**DOCUMENT EXTRACT:**
☆ ☆ ☆ ☆ ☆
• Ships from the Japan Maritime Self-Defense Force, the Republic of Korea Navy, and the U.S. Navy maneuver through the Pacific Ocean during a trilateral exercise. PACOM’s J-6 directorate is working to enhance coalition communications in its area of responsibility.
     Ships from the Japan Maritime Self-Defense Force, the Republic of Korea Navy, and the U.S. Navy maneuver through the Pacific Ocean during a trilateral exercise. PACOM’s J-6 directorate is working to enhance coalition communications in its area of responsibility.
  • Brig. Gen. Mark Hicks, USAF, director of the J-6 at U.S. Pacific Command (PACOM), delivers remarks regarding the efforts of Pacific Endeavor 2012 at the end of the multinational exercise in Singapore.
     Brig. Gen. Mark Hicks, USAF, director of the J-6 at U.S. Pacific Command (PACOM), delivers remarks regarding the efforts of Pacific Endeavor 2012 at the end of the multinational exercise in Singapore.

Information Priorities 
in the Asia-Pacific

November 1, 2012
By Rita Boland

A premier cyber center and the next phase of the Joint Information Environment are altering the technical landscape for U.S. forces.

Cybersecurity remains the foremost concern for the man tasked with overseeing U.S. military communications technology in the Asia-Pacific area as the national defense strategy shifts focus to that region of the globe. New opportunities for technologies and programs are opening, but cyber issues continue to hold top billings in importance, and moves to shore up operations predate the recent official guidance.
☆ ☆ ☆ ☆ ☆
**SUPPLIED ENTRIES:**
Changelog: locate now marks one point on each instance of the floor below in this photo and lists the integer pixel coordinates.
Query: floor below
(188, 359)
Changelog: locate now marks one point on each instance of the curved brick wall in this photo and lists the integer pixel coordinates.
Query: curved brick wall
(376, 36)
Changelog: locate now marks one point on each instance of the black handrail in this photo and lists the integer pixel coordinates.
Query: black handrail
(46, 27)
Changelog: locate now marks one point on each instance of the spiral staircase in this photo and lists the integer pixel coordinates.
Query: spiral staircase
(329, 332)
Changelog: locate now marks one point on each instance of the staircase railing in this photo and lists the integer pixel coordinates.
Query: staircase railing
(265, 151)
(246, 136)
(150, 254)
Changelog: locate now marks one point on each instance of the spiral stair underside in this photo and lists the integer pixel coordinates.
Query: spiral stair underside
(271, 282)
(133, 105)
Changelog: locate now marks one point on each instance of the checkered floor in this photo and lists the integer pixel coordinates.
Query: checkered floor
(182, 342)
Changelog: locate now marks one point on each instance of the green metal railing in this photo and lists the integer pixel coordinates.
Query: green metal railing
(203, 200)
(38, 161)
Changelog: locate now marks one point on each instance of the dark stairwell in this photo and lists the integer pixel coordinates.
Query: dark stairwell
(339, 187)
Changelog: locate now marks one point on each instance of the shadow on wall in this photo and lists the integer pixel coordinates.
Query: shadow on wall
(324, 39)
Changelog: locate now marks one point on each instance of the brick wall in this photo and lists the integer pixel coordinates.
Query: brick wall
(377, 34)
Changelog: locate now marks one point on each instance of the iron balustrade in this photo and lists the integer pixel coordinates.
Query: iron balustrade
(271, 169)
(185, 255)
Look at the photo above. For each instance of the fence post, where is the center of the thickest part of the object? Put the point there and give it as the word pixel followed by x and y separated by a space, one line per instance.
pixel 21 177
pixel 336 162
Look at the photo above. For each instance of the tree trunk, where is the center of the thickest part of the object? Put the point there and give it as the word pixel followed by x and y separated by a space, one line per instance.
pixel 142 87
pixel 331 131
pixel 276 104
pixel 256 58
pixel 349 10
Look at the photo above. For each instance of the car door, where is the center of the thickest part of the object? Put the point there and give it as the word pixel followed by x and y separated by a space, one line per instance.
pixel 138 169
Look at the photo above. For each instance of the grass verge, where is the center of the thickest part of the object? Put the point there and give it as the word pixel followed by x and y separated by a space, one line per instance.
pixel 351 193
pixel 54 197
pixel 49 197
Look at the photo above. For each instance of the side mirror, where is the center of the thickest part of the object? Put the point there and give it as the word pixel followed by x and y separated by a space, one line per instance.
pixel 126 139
☆ ☆ ☆ ☆ ☆
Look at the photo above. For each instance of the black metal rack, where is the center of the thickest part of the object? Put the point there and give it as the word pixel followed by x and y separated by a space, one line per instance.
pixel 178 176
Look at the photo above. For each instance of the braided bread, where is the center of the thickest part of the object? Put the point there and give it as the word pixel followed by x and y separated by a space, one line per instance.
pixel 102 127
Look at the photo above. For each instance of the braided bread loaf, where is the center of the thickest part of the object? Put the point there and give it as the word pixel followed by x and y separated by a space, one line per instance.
☆ ☆ ☆ ☆ ☆
**PROBLEM:** Update the Asia-Pacific article's passage, everything from "Information Priorities" down to "for U.S. forces.", changing "technical landscape" to "technology landscape".

**REPLY TO THE EXERCISE:**
Information Priorities 
in the Asia-Pacific

November 1, 2012
By Rita Boland

A premier cyber center and the next phase of the Joint Information Environment are altering the technology landscape for U.S. forces.